** start Recorded information **

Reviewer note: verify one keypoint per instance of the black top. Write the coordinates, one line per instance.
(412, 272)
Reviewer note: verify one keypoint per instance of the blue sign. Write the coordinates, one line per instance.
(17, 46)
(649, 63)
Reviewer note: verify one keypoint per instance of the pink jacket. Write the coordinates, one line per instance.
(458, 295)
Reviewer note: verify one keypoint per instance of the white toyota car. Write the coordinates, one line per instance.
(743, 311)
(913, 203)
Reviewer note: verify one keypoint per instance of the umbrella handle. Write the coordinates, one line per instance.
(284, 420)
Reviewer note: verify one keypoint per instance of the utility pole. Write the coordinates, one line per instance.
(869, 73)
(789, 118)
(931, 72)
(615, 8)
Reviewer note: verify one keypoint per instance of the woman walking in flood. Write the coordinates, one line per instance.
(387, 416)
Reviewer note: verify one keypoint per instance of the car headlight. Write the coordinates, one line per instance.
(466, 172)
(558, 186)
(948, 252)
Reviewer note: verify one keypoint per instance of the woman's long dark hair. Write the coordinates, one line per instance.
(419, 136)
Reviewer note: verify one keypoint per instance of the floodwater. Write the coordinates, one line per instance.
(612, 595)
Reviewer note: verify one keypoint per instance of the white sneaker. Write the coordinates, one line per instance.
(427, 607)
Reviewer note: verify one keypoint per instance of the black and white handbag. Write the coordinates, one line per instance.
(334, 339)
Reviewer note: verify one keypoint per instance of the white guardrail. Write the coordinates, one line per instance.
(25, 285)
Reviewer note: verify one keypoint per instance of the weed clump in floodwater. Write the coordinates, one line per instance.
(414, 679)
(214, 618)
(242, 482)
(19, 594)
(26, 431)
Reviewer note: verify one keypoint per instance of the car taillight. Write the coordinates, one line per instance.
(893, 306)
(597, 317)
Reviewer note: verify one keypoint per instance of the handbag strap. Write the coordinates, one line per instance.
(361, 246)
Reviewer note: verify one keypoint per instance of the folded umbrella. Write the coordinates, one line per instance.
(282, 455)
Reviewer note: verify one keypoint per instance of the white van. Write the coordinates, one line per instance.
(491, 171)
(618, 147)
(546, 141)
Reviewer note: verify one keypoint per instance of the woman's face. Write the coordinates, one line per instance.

** end Recorded information **

▶ Task instructions: Arrange every line of the records above as a numbered list, omitting any blank lines.

▶ Output of the exercise:
1. Reviewer note: verify one keypoint per instance of the black top. Write the coordinates, one line per instance.
2. (412, 272)
3. Reviewer note: verify one keypoint per instance of the blue sign. Write the coordinates, one line per instance.
4. (17, 46)
5. (649, 63)
6. Reviewer note: verify one keypoint per instance of the pink jacket. Write the coordinates, one line per instance.
7. (458, 295)
8. Reviewer note: verify one keypoint per instance of the white toyota car. Write the coordinates, one line per instance.
9. (743, 311)
10. (913, 203)
11. Reviewer note: verify one keypoint per instance of the umbrella handle. Write the coordinates, one line per instance.
12. (284, 420)
13. Reviewer note: verify one keypoint per instance of the utility pole. Write the coordinates, one line per instance.
14. (869, 73)
15. (789, 118)
16. (931, 72)
17. (615, 8)
18. Reviewer note: verify one keypoint per instance of the woman walking in flood. Write the coordinates, one line per instance.
19. (387, 416)
20. Reviewer note: verify one keypoint per instance of the car headlight. Write the coordinates, one line per instance.
21. (466, 172)
22. (558, 186)
23. (948, 252)
24. Reviewer note: verify one keypoint per instance of the woman's long dark hair. Write the coordinates, one line per instance.
25. (419, 136)
26. Reviewer note: verify one keypoint per instance of the floodwater. Write the coordinates, one line per instance.
27. (612, 595)
28. Reviewer note: verify one keypoint per instance of the white sneaker. Write the coordinates, one line per instance.
29. (427, 607)
30. Reviewer note: verify one keypoint per instance of the black and white handbag. Write the coordinates, one line per instance.
31. (334, 339)
32. Reviewer note: verify one keypoint per instance of the white guardrail. Write the coordinates, one line per instance.
33. (25, 285)
34. Reviewer note: verify one keypoint per instance of the weed clump in floodwater. Write the coordinates, one line per instance.
35. (414, 679)
36. (214, 618)
37. (242, 482)
38. (19, 594)
39. (26, 431)
40. Reviewer note: verify one keypoint per instance of the car taillight. Write the coordinates, one line per instance.
41. (893, 306)
42. (597, 317)
43. Reviewer note: verify one keypoint per instance of the handbag strap. Write the coordinates, one line per instance.
44. (361, 246)
45. Reviewer note: verify one keypoint per instance of the folded umbrella. Write the coordinates, one line per instance.
46. (282, 455)
47. Reviewer note: verify one keypoint per instance of the white van. Write the coordinates, one line per instance.
48. (491, 171)
49. (618, 147)
50. (546, 141)
51. Reviewer note: verify one keypoint per instance of the woman's face. Write the coordinates, one line per instance.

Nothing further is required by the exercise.